§ **Given passage**:
-- Begin --
The solution file to this coding challenge is src/rolling_median.py

Python 3 is used, therefore the environment needs to have it installed

Description of what src/rolling_median.py does:

Note that steps 2 through 6 is performed for each transaction
Note that EDGE_LIST is a list of lists with the format: [ [timestamp1,['actor1','target1']], [timestamp2,['actor2','target2']], ...etc]
  1. Get transactions. Then for each transaction, do the following:
    
  2. Check validity of entry - If it's missing actor or target, or if actor==target, ignore and drop it
    
  3. Check and update timestamp: 
    
  4. If timestamp is older than 60s, jump to call calc_median_degree() to end. This is done in accordance with what the FAQ said about still outputting a median value for each transaction even if the transaction is outside 60-second window
  5. If timestamp is newer than newest, update the global newest_timestamp value
    
  6. Delete edges that are older than 60 seconds. O(n) runtime complexity because the edgelist is not sorted by timestamp (it's not sorted at all). A b-tree will bring it to O(log n) for each insertion and deletion, and will also require resorting if vast amounts of it is deleted.
    
  7. Insert each new edge entry into edge_list, checking that this new entry doesn't already exist.
    
  8. Sort each edge (target, actor) alphabetically, since this is an undirected graph (e.g {target,actor} is equal to {actor,target})
-- End --
[Box-labeled dataset extracts]
-- Begin --
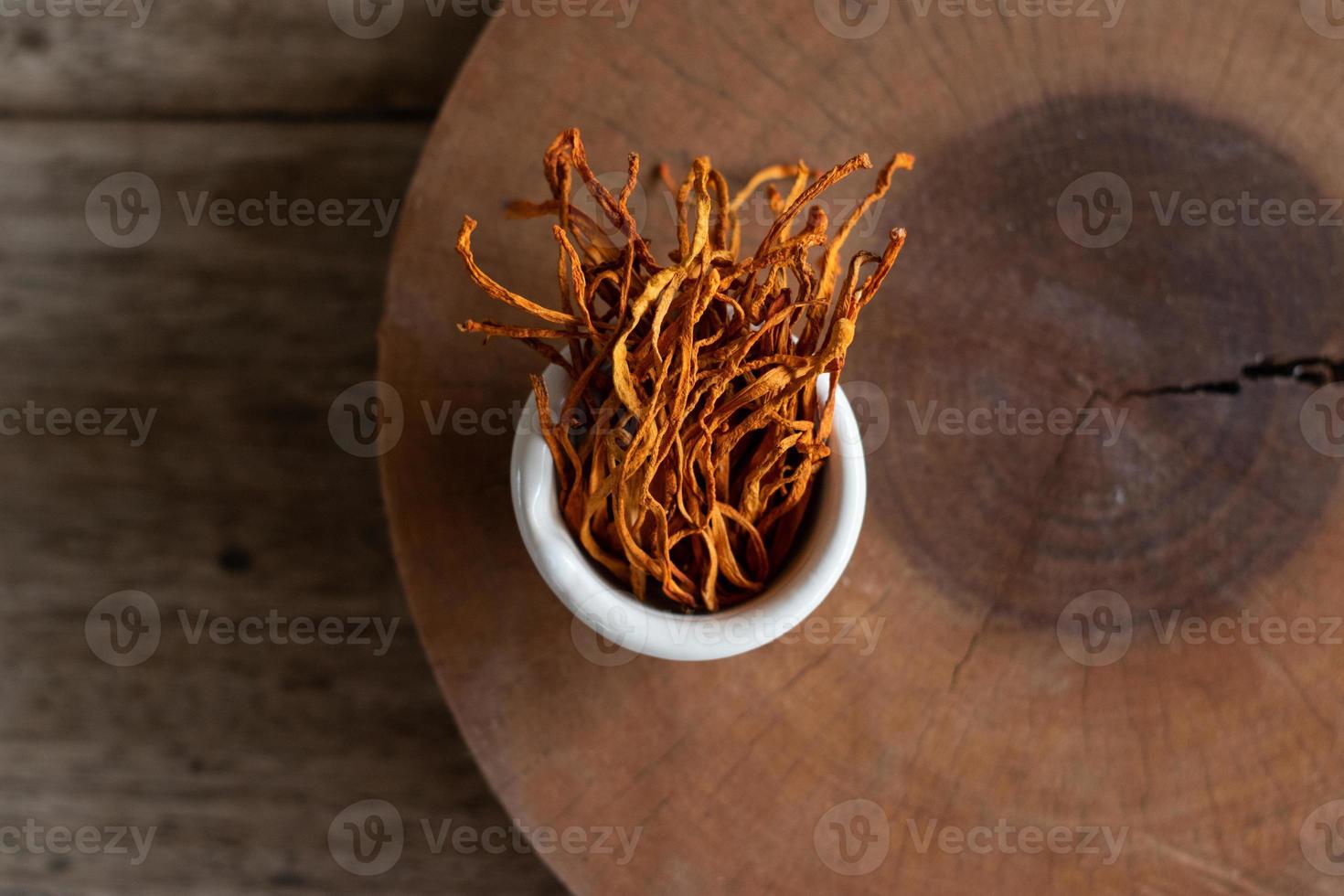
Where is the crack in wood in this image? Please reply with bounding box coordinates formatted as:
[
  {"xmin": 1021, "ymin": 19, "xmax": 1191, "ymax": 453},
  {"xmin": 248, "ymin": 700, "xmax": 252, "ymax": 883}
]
[{"xmin": 1120, "ymin": 355, "xmax": 1344, "ymax": 401}]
-- End --
§ **What this task involves**: Print the rolling median description from "4. If timestamp" up to and including "it is deleted.".

§ **Solution to the exercise**:
4. If timestamp is older than 60s, jump to call calc_median_degree() to end. This is done in accordance with what the FAQ said about still outputting a median value for each transaction even if the transaction is outside 60-second window
  5. If timestamp is newer than newest, update the global newest_timestamp value
    
  6. Delete edges that are older than 60 seconds. O(n) runtime complexity because the edgelist is not sorted by timestamp (it's not sorted at all). A b-tree will bring it to O(log n) for each insertion and deletion, and will also require resorting if vast amounts of it is deleted.